Transcription of the full listing is required, character for character.

__________________________________________________

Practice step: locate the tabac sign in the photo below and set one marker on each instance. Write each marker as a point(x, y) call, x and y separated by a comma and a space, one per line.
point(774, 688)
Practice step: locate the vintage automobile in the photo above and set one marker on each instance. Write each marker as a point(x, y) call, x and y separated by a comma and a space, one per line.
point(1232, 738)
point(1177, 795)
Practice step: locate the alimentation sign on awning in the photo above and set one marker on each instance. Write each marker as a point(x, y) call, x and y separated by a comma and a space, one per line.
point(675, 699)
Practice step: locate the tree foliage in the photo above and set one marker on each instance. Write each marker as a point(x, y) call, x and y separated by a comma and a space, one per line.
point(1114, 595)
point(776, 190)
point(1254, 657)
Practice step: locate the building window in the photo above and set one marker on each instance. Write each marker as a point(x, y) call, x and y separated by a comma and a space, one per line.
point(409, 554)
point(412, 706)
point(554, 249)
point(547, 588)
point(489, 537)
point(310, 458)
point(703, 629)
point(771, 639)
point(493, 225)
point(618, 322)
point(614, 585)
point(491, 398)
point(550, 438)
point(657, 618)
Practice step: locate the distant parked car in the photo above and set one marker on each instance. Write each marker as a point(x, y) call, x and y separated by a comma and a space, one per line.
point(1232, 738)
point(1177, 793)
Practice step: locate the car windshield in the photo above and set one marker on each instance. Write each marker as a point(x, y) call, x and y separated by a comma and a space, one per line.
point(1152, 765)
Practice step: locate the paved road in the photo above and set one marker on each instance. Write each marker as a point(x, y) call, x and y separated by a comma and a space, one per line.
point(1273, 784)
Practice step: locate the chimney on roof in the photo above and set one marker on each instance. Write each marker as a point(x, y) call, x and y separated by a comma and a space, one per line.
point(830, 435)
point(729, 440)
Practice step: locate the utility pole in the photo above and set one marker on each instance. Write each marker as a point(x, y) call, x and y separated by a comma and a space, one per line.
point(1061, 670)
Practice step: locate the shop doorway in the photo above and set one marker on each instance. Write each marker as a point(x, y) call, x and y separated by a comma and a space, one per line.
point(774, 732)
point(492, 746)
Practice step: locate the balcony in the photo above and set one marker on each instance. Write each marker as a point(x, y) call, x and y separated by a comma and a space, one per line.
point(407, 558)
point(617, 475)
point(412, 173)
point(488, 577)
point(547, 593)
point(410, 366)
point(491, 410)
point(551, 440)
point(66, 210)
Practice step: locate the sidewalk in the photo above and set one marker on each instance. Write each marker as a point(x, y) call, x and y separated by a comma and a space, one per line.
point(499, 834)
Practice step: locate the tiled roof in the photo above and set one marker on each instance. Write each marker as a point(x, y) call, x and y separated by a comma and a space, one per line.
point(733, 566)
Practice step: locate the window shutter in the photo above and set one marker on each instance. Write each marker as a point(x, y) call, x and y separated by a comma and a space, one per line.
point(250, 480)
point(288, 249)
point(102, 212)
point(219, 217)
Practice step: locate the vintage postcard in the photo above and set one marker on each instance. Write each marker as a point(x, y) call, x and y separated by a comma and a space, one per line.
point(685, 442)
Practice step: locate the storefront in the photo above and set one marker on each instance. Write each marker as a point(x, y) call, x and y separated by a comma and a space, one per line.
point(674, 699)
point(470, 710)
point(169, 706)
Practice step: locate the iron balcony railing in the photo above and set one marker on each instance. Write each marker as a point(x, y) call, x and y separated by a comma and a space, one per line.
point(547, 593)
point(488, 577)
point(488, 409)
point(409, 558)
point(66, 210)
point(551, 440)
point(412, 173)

__________________________________________________

* Written answer
Practice step: locate the tabac sign in the photo below and set one marker on each instance. Write each marker as a point(x, y) call, x and y separated by a comma and a space, one per line.
point(774, 688)
Practice step: locate the vintage automobile in the photo above and set one marker on each instance. Write each marker as a point(x, y) call, x and y separated by a comma and a space, one per line.
point(1232, 738)
point(1177, 795)
Practice step: locate the alimentation sign on awning in the photo above and set one marker on each instance. Write each marker as a point(x, y) call, x and y separated by a comma and a space, one per line.
point(675, 699)
Practice step: locate the tree foliage in the photo above and set one marker on each instance. Write each marker as a point(x, y) call, x and y separated by a comma and a space, one per line.
point(1114, 595)
point(776, 190)
point(1254, 657)
Practice step: locate the building window in the photo above and set one marker on each instance. Write each marker as a point(x, y) call, x and y separated by a comma and a space, one per line.
point(409, 554)
point(412, 706)
point(554, 249)
point(547, 588)
point(489, 537)
point(310, 458)
point(703, 629)
point(771, 639)
point(493, 225)
point(618, 322)
point(614, 585)
point(491, 398)
point(550, 438)
point(657, 618)
Practice step: locate the distant parked car in the photo above and set one marker on each instance. Write each marker as a point(x, y) call, x and y separated by a comma and a space, one per line.
point(1232, 738)
point(1177, 793)
Practice step: locate the car windshield in the photo above and set one marker on each instance. Write each marker as a point(x, y) call, x and y separated by a comma and a space, one per line.
point(1152, 765)
Practice step: locate the paved road in the photo above and set one marker on each instance. Write each marker as a point(x, y) call, x and y separated by a comma and a space, one per line.
point(1273, 784)
Practice step: locate the chimney on roof in the photo above and set one marker on each instance. Write each marker as a point(x, y) call, x and y separated by a comma and a space, one per line.
point(830, 435)
point(729, 440)
Practice step: locate the utility pole in the photo above and set one marker on each instance. Write each marker as a point(x, y) call, x and y separated by a comma and a space, one per line.
point(1061, 670)
Practice step: locate the shop doorway in the photo above and set one marker on each instance. Write each marker as a point(x, y) call, x and y separated by a comma and a space, one per line.
point(774, 732)
point(492, 746)
Practice step: locate the balcony in the photo above and set one marker on each instance. Write each marker as a point(x, y) call, x and y separated by a comma and a space, one per line.
point(407, 558)
point(617, 475)
point(412, 173)
point(488, 577)
point(547, 593)
point(410, 366)
point(491, 410)
point(551, 440)
point(66, 210)
Practice step: locate the sidewalk in the photo above and set one marker on each instance. Write each marker as a point(x, y) call, x and y separated by a comma and a space, one per line.
point(499, 834)
Practice step: locate the tiled roof in the photo above and set one marker on each instance. Write each marker as a point(x, y) call, x and y separated by a comma and a space, one per line.
point(733, 566)
Practice step: locate the window shutter in the photo above and set one marker on each instance. Write each marker as a point(x, y) call, x and y separated by a comma and a space, one per line.
point(250, 480)
point(288, 249)
point(102, 212)
point(219, 217)
Practice step: locate the vintage postcard in the photo above and set one marker on each instance. Write each marker as a point(x, y) call, x and y separated by a comma and a space, one per line.
point(685, 442)
Practice step: locate the storefront in the photo above and set one marker on each instance. Write each marker as a point(x, y) call, x and y separated by a comma and a space, one per line.
point(674, 699)
point(470, 710)
point(169, 706)
Practice step: locate the iron balcony railing in the photo above and set one marker on each instance. Write each marker as a point(x, y) call, x and y separated by a comma and a space, one per line.
point(547, 593)
point(488, 577)
point(488, 409)
point(409, 558)
point(66, 210)
point(551, 440)
point(412, 173)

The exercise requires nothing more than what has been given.